### What to do
Scan the lines below for "panel" and copy the matches.

---------- Available data

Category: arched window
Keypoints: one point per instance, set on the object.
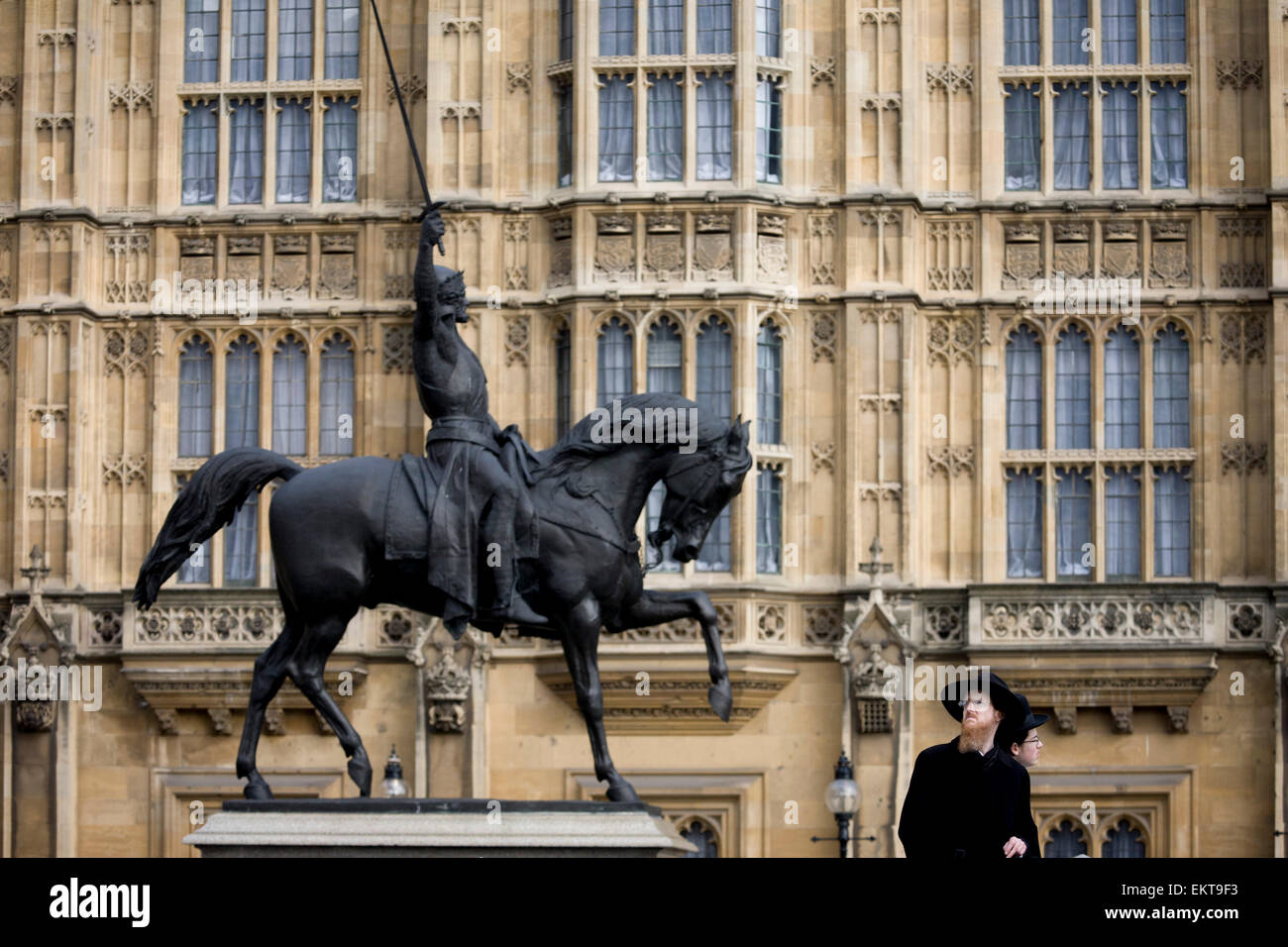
(769, 521)
(715, 368)
(769, 384)
(1172, 523)
(563, 380)
(1065, 840)
(616, 368)
(1022, 390)
(196, 402)
(1122, 523)
(1122, 389)
(715, 394)
(1124, 841)
(702, 834)
(665, 359)
(1022, 525)
(1073, 390)
(290, 390)
(1171, 388)
(335, 431)
(241, 394)
(1074, 553)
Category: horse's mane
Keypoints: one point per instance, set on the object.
(578, 447)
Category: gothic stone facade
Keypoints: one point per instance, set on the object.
(883, 244)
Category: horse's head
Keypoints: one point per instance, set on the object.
(698, 486)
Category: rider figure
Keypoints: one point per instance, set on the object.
(480, 467)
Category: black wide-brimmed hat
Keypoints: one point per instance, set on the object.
(1017, 733)
(1001, 696)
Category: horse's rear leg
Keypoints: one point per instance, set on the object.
(269, 674)
(305, 671)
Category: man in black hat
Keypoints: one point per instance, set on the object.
(964, 795)
(1022, 745)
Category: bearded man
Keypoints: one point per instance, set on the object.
(964, 795)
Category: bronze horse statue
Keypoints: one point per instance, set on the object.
(329, 528)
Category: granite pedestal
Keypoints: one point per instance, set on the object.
(437, 828)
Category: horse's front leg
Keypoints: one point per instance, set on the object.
(581, 650)
(660, 607)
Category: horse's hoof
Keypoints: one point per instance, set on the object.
(258, 789)
(622, 792)
(720, 696)
(360, 771)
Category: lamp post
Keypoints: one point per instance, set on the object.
(842, 800)
(393, 784)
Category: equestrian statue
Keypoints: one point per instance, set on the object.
(480, 530)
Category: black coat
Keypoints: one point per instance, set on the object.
(966, 804)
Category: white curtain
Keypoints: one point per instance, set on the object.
(1021, 30)
(715, 129)
(715, 26)
(1072, 138)
(616, 131)
(246, 154)
(1168, 136)
(665, 129)
(340, 151)
(1073, 523)
(1122, 523)
(1121, 137)
(1024, 526)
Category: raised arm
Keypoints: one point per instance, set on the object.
(425, 282)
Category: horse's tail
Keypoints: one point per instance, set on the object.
(206, 502)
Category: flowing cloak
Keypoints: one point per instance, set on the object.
(965, 804)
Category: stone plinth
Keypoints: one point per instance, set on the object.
(437, 828)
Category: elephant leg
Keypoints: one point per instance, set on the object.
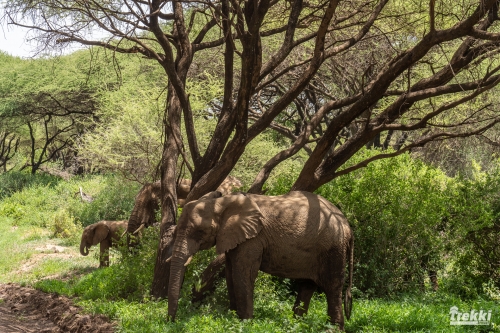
(245, 262)
(306, 290)
(434, 281)
(334, 299)
(104, 253)
(332, 282)
(230, 285)
(213, 273)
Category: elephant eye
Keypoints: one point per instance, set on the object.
(197, 235)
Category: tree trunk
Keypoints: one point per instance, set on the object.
(170, 156)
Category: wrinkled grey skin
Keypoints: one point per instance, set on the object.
(148, 199)
(299, 236)
(104, 233)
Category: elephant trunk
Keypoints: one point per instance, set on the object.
(177, 269)
(84, 250)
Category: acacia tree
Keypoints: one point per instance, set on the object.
(332, 76)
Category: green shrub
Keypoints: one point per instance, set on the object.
(398, 208)
(64, 226)
(16, 181)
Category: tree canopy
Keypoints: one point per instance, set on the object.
(330, 77)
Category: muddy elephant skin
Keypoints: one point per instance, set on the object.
(299, 235)
(104, 233)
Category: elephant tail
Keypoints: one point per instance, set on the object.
(348, 296)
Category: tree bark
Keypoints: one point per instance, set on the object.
(159, 288)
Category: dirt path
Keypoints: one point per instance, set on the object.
(28, 310)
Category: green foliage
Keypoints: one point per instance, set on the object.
(64, 226)
(475, 236)
(16, 181)
(397, 208)
(128, 278)
(53, 205)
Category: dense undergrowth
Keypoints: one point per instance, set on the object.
(407, 218)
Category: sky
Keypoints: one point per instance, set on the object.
(13, 41)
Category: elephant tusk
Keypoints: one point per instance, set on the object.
(139, 229)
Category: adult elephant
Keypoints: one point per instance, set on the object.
(104, 233)
(299, 235)
(148, 199)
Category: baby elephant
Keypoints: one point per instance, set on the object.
(105, 233)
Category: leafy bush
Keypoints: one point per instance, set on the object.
(475, 234)
(36, 203)
(129, 277)
(398, 209)
(15, 181)
(64, 226)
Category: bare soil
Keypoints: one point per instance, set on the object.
(25, 309)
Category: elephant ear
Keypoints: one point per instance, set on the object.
(211, 195)
(101, 231)
(240, 219)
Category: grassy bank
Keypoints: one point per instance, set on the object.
(47, 212)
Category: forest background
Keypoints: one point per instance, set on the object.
(95, 119)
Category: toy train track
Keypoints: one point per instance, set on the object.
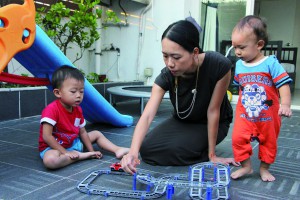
(204, 181)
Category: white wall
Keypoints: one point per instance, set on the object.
(158, 17)
(283, 24)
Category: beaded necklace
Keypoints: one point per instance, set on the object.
(181, 114)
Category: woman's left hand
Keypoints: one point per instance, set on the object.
(226, 161)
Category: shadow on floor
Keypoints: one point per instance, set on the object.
(23, 176)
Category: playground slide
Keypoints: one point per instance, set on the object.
(43, 57)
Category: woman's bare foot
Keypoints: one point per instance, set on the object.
(121, 151)
(241, 172)
(264, 172)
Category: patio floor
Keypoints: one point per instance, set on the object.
(23, 176)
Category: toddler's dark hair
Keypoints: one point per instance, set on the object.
(258, 26)
(183, 33)
(63, 73)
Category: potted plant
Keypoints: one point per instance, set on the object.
(79, 26)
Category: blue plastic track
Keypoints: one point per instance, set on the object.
(44, 57)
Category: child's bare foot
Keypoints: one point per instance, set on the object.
(241, 172)
(121, 151)
(264, 172)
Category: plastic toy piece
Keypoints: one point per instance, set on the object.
(204, 181)
(17, 30)
(116, 167)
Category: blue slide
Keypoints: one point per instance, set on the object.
(44, 57)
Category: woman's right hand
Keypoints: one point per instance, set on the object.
(129, 163)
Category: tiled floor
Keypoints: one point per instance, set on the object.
(22, 175)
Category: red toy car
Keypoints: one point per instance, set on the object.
(116, 167)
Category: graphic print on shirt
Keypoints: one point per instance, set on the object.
(253, 99)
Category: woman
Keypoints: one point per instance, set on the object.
(197, 84)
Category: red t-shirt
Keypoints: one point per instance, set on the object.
(66, 125)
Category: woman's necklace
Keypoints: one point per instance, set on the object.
(181, 114)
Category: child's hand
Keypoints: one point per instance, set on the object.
(72, 154)
(285, 110)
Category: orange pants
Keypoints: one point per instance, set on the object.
(264, 130)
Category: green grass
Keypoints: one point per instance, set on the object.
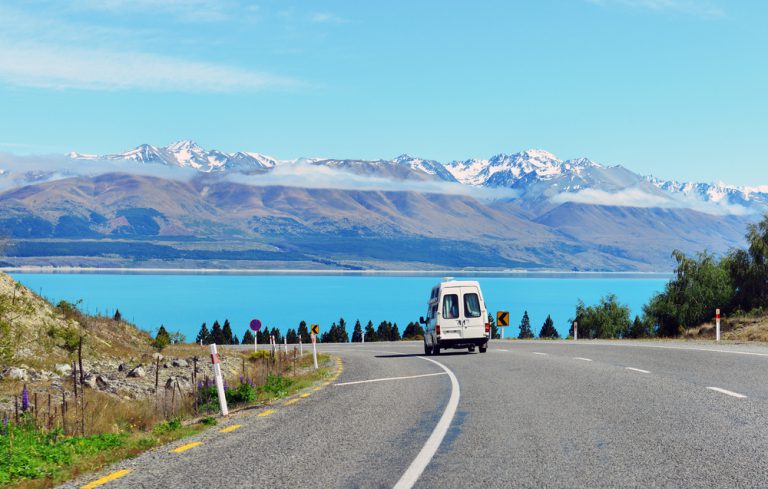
(31, 458)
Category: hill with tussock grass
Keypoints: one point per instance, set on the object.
(38, 334)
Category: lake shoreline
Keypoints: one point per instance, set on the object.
(267, 271)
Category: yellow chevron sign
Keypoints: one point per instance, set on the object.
(502, 318)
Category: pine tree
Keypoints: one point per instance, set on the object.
(525, 327)
(203, 335)
(162, 339)
(217, 335)
(357, 333)
(247, 337)
(341, 332)
(384, 331)
(370, 333)
(638, 329)
(291, 336)
(304, 332)
(226, 332)
(548, 329)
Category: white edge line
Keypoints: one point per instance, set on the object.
(412, 474)
(638, 370)
(665, 347)
(729, 393)
(390, 378)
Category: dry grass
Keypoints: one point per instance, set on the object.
(738, 328)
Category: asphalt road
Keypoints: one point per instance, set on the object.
(524, 414)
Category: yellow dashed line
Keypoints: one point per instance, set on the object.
(186, 447)
(105, 479)
(229, 429)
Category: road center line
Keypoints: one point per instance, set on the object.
(105, 479)
(728, 393)
(390, 378)
(414, 471)
(186, 447)
(638, 370)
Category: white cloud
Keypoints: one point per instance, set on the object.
(16, 170)
(47, 66)
(318, 176)
(702, 8)
(635, 197)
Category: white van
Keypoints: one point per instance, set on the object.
(456, 318)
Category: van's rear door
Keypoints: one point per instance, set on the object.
(451, 321)
(473, 322)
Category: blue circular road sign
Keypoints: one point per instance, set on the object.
(256, 325)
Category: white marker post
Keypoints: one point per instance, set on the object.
(717, 324)
(314, 350)
(219, 381)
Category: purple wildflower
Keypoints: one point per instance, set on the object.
(25, 399)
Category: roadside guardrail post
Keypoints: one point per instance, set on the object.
(219, 381)
(314, 350)
(717, 324)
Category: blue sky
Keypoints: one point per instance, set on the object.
(676, 88)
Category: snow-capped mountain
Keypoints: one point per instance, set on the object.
(539, 178)
(188, 154)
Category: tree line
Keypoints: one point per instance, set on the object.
(736, 283)
(337, 333)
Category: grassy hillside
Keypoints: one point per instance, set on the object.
(38, 334)
(749, 327)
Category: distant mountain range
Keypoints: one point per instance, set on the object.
(537, 175)
(232, 212)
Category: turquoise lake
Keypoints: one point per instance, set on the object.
(182, 302)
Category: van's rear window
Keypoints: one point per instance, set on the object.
(471, 306)
(450, 306)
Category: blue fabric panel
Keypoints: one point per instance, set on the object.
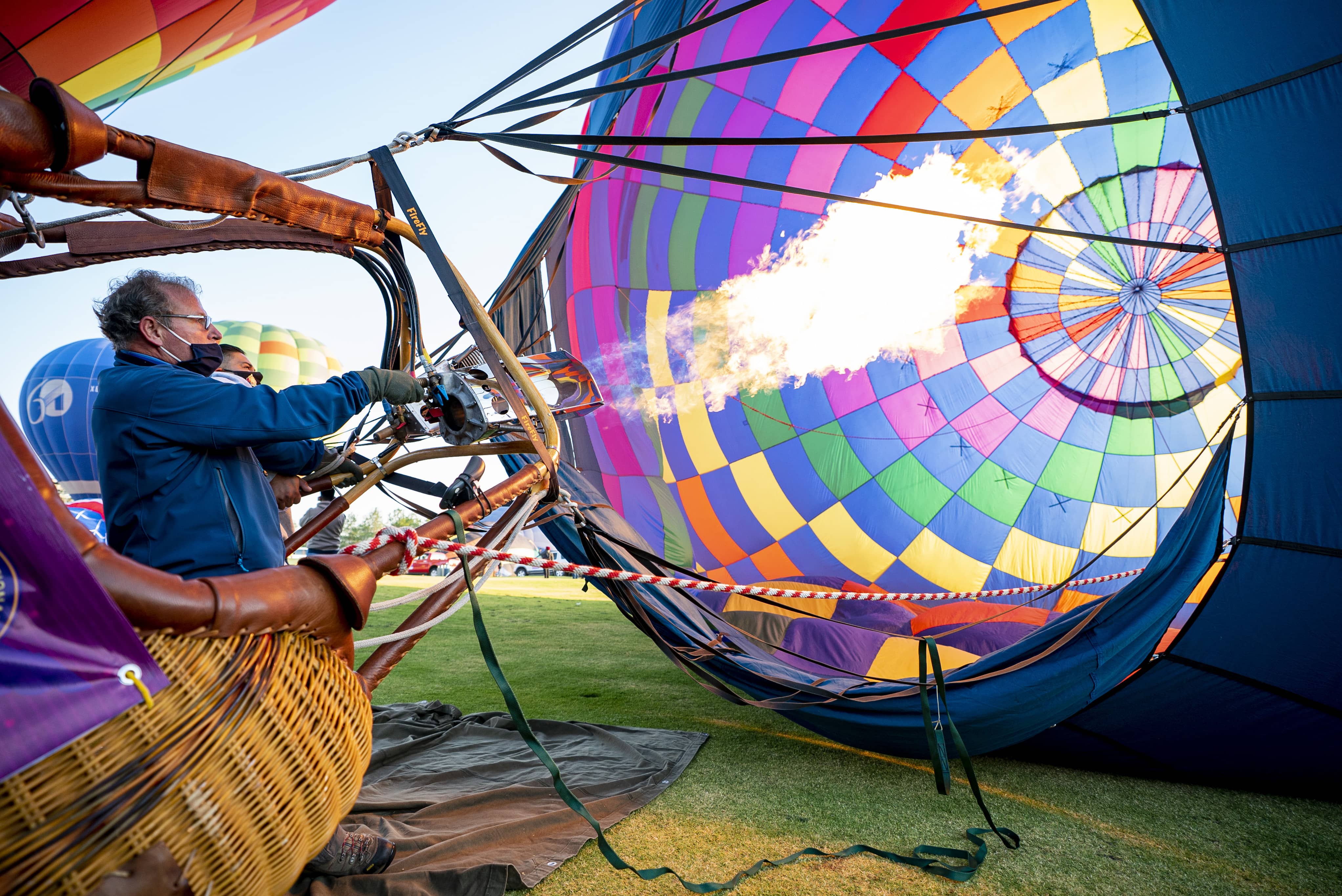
(956, 391)
(872, 438)
(857, 93)
(1239, 135)
(799, 480)
(949, 458)
(732, 431)
(1025, 453)
(1135, 78)
(889, 377)
(1294, 493)
(881, 518)
(807, 404)
(953, 54)
(1216, 46)
(1297, 344)
(1055, 46)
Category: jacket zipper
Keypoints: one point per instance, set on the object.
(235, 525)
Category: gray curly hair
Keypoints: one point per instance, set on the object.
(132, 298)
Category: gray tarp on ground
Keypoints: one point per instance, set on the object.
(473, 811)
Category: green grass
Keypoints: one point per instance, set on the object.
(766, 788)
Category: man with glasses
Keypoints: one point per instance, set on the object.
(182, 457)
(237, 368)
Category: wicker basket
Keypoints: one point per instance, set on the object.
(243, 768)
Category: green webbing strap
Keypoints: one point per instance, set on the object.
(926, 858)
(929, 644)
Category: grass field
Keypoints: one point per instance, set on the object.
(766, 788)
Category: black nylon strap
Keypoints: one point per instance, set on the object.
(680, 171)
(841, 140)
(924, 856)
(859, 41)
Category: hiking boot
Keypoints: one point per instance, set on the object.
(352, 854)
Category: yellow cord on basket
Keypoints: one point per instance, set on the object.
(141, 687)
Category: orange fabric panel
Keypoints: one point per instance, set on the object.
(705, 522)
(1191, 267)
(1035, 325)
(913, 12)
(902, 111)
(205, 26)
(976, 611)
(1079, 332)
(95, 33)
(773, 564)
(982, 304)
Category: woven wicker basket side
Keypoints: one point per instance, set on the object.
(243, 768)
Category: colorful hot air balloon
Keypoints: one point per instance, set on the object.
(285, 357)
(58, 396)
(109, 50)
(1070, 385)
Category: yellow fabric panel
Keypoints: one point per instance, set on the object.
(233, 52)
(660, 364)
(812, 606)
(1032, 280)
(851, 546)
(133, 62)
(1069, 246)
(766, 498)
(1077, 96)
(1071, 600)
(1053, 174)
(898, 659)
(989, 92)
(1219, 359)
(1035, 560)
(700, 439)
(1106, 523)
(1168, 469)
(985, 165)
(939, 563)
(1117, 25)
(1079, 302)
(1212, 410)
(1082, 273)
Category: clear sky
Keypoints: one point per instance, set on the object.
(348, 80)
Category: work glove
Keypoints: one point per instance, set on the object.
(395, 387)
(348, 466)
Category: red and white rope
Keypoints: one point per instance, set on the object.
(415, 544)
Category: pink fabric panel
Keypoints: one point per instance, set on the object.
(985, 426)
(933, 363)
(913, 414)
(752, 27)
(849, 391)
(1053, 414)
(1000, 367)
(814, 77)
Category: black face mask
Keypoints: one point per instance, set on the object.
(206, 357)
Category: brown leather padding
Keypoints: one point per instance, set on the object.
(288, 599)
(101, 242)
(78, 133)
(354, 581)
(170, 176)
(26, 141)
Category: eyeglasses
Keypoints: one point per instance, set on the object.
(205, 318)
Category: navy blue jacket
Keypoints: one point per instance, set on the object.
(180, 459)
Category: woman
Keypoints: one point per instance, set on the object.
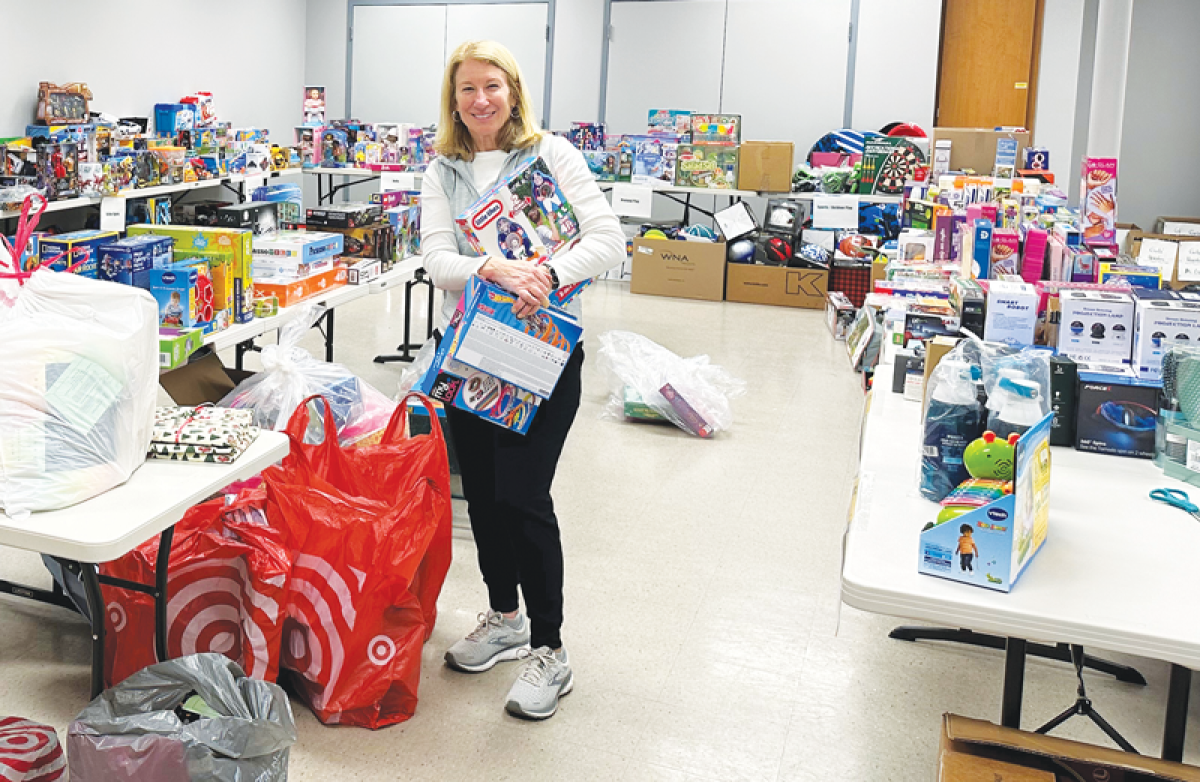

--------------------

### Answer
Category: blue fabric panel
Category: orange fabric panel
Category: yellow fabric panel
Category: pink fabric panel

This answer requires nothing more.